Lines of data
>>>>>

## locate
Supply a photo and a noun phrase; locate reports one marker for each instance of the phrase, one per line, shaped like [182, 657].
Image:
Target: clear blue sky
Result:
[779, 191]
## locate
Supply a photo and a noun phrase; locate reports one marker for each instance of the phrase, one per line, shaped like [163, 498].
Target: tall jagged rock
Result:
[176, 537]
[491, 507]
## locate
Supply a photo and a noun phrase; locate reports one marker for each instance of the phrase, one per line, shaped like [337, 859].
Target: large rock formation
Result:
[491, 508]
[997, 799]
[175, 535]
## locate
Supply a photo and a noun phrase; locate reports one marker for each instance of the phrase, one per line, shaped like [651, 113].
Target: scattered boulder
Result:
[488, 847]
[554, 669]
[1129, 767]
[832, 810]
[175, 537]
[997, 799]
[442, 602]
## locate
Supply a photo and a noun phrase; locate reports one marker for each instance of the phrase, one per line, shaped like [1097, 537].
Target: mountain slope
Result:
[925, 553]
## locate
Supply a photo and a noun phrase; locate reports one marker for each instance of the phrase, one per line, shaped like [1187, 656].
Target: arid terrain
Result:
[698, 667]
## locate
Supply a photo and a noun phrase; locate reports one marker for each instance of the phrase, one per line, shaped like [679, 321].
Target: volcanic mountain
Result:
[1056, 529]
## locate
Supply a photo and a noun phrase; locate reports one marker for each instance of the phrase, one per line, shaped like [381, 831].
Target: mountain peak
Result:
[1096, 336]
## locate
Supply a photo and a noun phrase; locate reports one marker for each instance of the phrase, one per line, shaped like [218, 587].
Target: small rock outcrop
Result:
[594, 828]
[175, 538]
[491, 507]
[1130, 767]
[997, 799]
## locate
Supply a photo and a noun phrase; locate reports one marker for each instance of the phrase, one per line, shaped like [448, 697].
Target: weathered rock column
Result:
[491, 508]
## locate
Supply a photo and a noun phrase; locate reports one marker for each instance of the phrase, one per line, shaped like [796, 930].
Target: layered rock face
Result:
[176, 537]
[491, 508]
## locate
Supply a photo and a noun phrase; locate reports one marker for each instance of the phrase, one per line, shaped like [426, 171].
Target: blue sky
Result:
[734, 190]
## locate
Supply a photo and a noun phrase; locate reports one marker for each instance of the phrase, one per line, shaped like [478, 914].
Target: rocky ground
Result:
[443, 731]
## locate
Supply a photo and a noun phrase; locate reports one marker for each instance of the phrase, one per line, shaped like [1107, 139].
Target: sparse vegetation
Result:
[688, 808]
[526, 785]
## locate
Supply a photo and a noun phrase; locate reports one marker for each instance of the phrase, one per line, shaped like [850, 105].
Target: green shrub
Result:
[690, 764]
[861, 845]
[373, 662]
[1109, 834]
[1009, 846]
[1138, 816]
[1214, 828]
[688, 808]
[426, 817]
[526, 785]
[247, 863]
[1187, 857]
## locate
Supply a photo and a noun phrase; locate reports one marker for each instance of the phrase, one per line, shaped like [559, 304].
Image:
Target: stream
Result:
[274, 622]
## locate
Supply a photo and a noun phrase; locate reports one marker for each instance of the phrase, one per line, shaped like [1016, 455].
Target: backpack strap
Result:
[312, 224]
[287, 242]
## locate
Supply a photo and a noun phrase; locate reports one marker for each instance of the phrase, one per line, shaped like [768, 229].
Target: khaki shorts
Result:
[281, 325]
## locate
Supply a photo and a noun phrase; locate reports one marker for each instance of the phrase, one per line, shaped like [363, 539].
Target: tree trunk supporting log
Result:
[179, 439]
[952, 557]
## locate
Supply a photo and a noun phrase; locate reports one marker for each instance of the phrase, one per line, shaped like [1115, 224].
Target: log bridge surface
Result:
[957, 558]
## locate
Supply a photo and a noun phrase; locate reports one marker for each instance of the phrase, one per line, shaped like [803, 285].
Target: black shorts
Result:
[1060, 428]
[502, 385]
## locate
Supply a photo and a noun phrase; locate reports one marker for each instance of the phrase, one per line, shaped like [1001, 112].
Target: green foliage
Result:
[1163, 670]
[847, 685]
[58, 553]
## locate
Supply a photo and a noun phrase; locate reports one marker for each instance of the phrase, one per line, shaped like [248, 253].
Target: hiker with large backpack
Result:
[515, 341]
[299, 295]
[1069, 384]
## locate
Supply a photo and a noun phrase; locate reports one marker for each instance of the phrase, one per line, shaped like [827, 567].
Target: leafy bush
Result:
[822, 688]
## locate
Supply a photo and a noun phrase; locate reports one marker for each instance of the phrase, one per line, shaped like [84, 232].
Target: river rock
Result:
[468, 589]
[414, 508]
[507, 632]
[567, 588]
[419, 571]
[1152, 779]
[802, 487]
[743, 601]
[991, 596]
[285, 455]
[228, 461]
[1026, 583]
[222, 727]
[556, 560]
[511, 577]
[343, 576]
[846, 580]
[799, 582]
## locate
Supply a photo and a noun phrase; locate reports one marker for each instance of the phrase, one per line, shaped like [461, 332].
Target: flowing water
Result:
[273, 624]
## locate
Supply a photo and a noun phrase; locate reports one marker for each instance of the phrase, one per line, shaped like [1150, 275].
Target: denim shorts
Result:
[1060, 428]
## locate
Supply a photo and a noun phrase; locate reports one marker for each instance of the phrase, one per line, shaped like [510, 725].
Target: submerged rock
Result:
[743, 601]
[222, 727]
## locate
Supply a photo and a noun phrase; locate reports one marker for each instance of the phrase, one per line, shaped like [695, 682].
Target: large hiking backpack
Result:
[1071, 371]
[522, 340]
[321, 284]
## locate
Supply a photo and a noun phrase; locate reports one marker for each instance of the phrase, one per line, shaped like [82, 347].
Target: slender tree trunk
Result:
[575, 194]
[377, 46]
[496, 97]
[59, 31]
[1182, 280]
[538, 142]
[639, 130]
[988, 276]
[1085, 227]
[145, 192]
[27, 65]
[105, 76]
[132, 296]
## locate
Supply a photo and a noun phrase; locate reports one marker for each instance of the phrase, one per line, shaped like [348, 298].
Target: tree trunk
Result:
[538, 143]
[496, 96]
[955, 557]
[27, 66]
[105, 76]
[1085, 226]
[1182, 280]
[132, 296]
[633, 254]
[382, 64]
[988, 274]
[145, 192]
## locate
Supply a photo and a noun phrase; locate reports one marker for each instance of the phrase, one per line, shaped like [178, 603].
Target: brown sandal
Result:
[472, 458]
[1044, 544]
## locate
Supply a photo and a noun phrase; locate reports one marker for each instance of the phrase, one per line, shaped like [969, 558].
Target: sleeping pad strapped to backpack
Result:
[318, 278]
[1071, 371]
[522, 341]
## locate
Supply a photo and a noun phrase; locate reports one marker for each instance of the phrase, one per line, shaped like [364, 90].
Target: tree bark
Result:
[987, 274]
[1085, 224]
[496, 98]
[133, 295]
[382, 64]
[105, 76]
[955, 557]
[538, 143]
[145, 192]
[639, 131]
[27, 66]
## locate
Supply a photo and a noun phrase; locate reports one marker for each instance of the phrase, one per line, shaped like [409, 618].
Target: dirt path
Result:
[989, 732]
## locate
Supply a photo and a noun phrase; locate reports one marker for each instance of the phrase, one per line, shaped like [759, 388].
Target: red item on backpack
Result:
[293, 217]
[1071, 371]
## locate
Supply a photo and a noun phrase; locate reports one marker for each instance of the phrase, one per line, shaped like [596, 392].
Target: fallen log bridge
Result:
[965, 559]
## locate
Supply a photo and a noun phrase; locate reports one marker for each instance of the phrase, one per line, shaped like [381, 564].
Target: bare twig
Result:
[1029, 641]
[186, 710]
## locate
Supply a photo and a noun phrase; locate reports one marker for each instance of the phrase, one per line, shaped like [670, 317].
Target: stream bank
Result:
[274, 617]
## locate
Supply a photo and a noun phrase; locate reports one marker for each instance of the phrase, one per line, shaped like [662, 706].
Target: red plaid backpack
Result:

<<<<<

• Exercise prompt:
Extract all of the data shown above and repeat it verbatim.

• Answer below:
## locate
Supply a photo and a noun phrase; locate reports one marker for each instance of the phrase, one per line, shaped like [182, 657].
Image:
Target: clear blue sky
Result:
[779, 191]
## locate
Supply a photo and a noun phrase; locate reports one marker for each instance of the phrase, one per line, shaped like [163, 498].
Target: tall jagged rock
Result:
[176, 537]
[491, 507]
## locate
Supply a photo and a noun phrase; locate reports one marker for each instance of the phrase, one per line, shaped like [337, 859].
Target: large rock formation
Result:
[491, 508]
[997, 799]
[175, 535]
## locate
Supply a photo and a noun phrase; locate reports one marker for each instance of the phrase, one per line, shaped like [651, 113].
Target: scattered boulder
Result:
[488, 847]
[554, 669]
[1129, 767]
[832, 810]
[175, 537]
[997, 799]
[442, 602]
## locate
Supply a photo and a noun phrase; locate reports one marker for each instance of the phrase, one per line, shaped like [1097, 537].
Target: mountain slope
Result:
[925, 553]
## locate
Supply a photo and a noun phrase; locate reports one marker for each instance of the phrase, one per line, shaped like [1187, 656].
Target: arid terrain
Result:
[698, 667]
## locate
Supply a photo and a noun phrase; locate reports one marker for each instance of the phrase, one per line, shaped like [679, 321].
Target: volcanic mountain
Result:
[1056, 529]
## locate
Supply a photo and a noun phrase; locate reports one marker for each instance of the phrase, one per line, shaped like [381, 831].
Target: mountain peak
Result:
[1096, 336]
## locate
Supply a photo and a noun phrase; locate reports one marker for each instance of the phrase, one per line, shaped like [218, 587].
Target: small rock outcrop
Result:
[594, 828]
[175, 538]
[491, 507]
[1130, 767]
[997, 799]
## locate
Supply a photo and a noun phrase; locate reports one marker for each instance of the phrase, one per line, shaped like [448, 697].
Target: weathered rock column
Result:
[491, 508]
## locate
Supply a photo and a noun phrase; locate reports one marker for each instance of the phrase, one per line, shaped like [796, 930].
Target: layered rock face
Result:
[176, 537]
[491, 508]
## locate
Supply a photo and a noun phrase; locate reports one marker for each instance of the phrase, one per line, shaped like [426, 171].
Target: blue sky
Result:
[734, 190]
## locate
Supply a photo and a noun phrase; locate reports one marker for each instance of the phrase, one per line, shaped like [478, 914].
Target: rocky ground
Result:
[443, 731]
## locate
Supply a photo and a noun phrase; locate reports one marker for each instance of the phrase, one per line, shaped like [1107, 139].
Target: sparse vegetation
Result:
[688, 808]
[526, 785]
## locate
Supply a photo and a noun phrase; locate reports one marker for each instance of the phrase, one per line, shaped like [850, 105].
Target: green shrub
Result:
[690, 764]
[861, 845]
[373, 662]
[1109, 834]
[1009, 846]
[1138, 816]
[1214, 828]
[688, 808]
[426, 817]
[526, 785]
[247, 863]
[1187, 857]
## locate
Supply a photo and a noun phrase; locate reports one marker for each instance of the phrase, one per line, shaped like [559, 304].
Image:
Target: stream
Result:
[274, 622]
## locate
Supply a photo and a noun phrase; locate reports one marker for each instance of the phrase, one per line, shaped like [1016, 455].
Target: backpack strap
Result:
[312, 224]
[287, 242]
## locate
Supply a photo and a noun phrase; locate reports one marker for each instance of the phrase, one per line, shaped like [768, 229].
Target: khaki shorts
Result:
[281, 325]
## locate
Supply a photo and a noun phrase; locate reports one marker for each instance of the phrase, one per line, shaped like [363, 539].
Target: tree trunk supporting log
Result:
[179, 439]
[952, 557]
## locate
Supply a photo and a noun phrase; locate reports one marker for each instance of the phrase, one per line, shaped like [1115, 224].
Target: log bridge surface
Result:
[957, 558]
## locate
Supply a photo and a noun phrase; locate reports one marker for each instance of the phrase, one per line, shaped like [803, 285].
Target: black shorts
Result:
[1060, 428]
[502, 385]
## locate
Supply a photo and a noun phrase; locate reports one marker for each instance of the phrase, one per line, shaped like [1001, 112].
Target: green foliage
Result:
[1163, 670]
[847, 685]
[58, 553]
## locate
Supply a photo and a noun phrase; locate reports one marker for each instance of the phrase, one per line, shaped like [248, 253].
Target: hiker with large backpack
Result:
[515, 341]
[299, 295]
[1069, 384]
## locate
Supply a photo and a noun phrase; locate reports one marker for each instance of the phrase, one per line, shaped like [827, 567].
Target: leafy bush
Result:
[822, 688]
## locate
Supply a photo and a noun phrase; locate reports one marker for each instance of the phrase, one per line, shaped like [84, 232].
Target: river rock
Result:
[468, 589]
[414, 508]
[507, 632]
[567, 588]
[419, 571]
[1152, 779]
[802, 487]
[743, 601]
[991, 596]
[285, 455]
[228, 461]
[1026, 583]
[222, 727]
[556, 560]
[511, 577]
[343, 576]
[846, 580]
[799, 582]
## locate
Supply a photo and a noun phrase; locate reports one marker for each instance of the phrase, one per line, shaped like [461, 332].
Target: flowing water
Result:
[273, 624]
## locate
Supply a photo and a noun phrase; locate reports one marker for each instance of the phrase, one per line, shaped like [1150, 275].
Target: denim shorts
Result:
[1060, 428]
## locate
Supply a photo and a noun phrase; locate reports one marker for each instance of the phrase, one per line, shaped like [510, 725].
Target: submerged rock
Result:
[743, 601]
[222, 727]
## locate
Supply a photo and a noun phrase; locate reports one marker for each instance of the phrase, one per line, shaped like [695, 682].
Target: large hiking backpack
Result:
[1071, 371]
[522, 340]
[321, 284]
## locate
Supply a photo and a noun phrase; locate reports one marker for each instance of the phrase, one per line, shaped like [82, 347].
Target: slender tree trunk
Result:
[575, 194]
[377, 46]
[496, 97]
[59, 31]
[1182, 280]
[538, 142]
[639, 130]
[988, 276]
[1085, 227]
[145, 192]
[27, 65]
[105, 76]
[132, 296]
## locate
Supply a photo and a noun phrase; locate reports one marker for each instance of the phrase, one per line, shaped like [348, 298].
Target: tree trunk
Result:
[538, 143]
[496, 96]
[955, 557]
[27, 66]
[105, 76]
[1085, 226]
[1182, 280]
[132, 296]
[633, 254]
[382, 64]
[988, 274]
[145, 192]
## locate
Supply a photo and a noun phrase; locate reports one marker for each instance of the phrase, one per line, shaped like [178, 603].
Target: brown sandal
Result:
[472, 458]
[1044, 544]
## locate
Supply a photo and a noun phrase; locate reports one marker for each instance of the phrase, one per line, shaped like [969, 558].
Target: sleeping pad strapped to backpack
Result:
[318, 278]
[1071, 371]
[522, 341]
## locate
Supply a photo and a noun phrase; locate reports one marker for each instance of the phrase, one per line, shaped like [364, 90].
Target: tree bark
Result:
[987, 274]
[1085, 224]
[496, 98]
[133, 295]
[382, 64]
[105, 76]
[955, 557]
[538, 143]
[145, 192]
[639, 131]
[27, 66]
## locate
Supply a photo and a noun phrase; locate reports one marker for each instance of the phrase, one per line, shaped like [409, 618].
Target: dirt path
Result:
[989, 732]
## locate
Supply a photo and a noun phrase; locate reports one marker for each instance of the phrase, one per line, shaped like [759, 388].
Target: red item on backpack
Result:
[293, 217]
[1071, 371]
## locate
Supply a photo and a noun phrase; locate reports one marker for each instance of the phrase, one per line, shaped like [596, 392].
Target: fallen log bridge
Result:
[965, 559]
## locate
Supply a photo and a noun phrase; locate reports one marker for each instance of the phrase, one per line, shaped like [381, 564].
Target: bare twig
Result:
[1029, 641]
[186, 710]
## locate
Supply a photo and a noun phrase; locate reports one marker for each instance of the phrase, one per line, shaped like [670, 317].
Target: stream bank
Result:
[274, 617]
## locate
Supply a photo and a noun phrase; locate reports one marker for each instance of the phrase, one per line, shaped like [662, 706].
Target: red plaid backpack
Result:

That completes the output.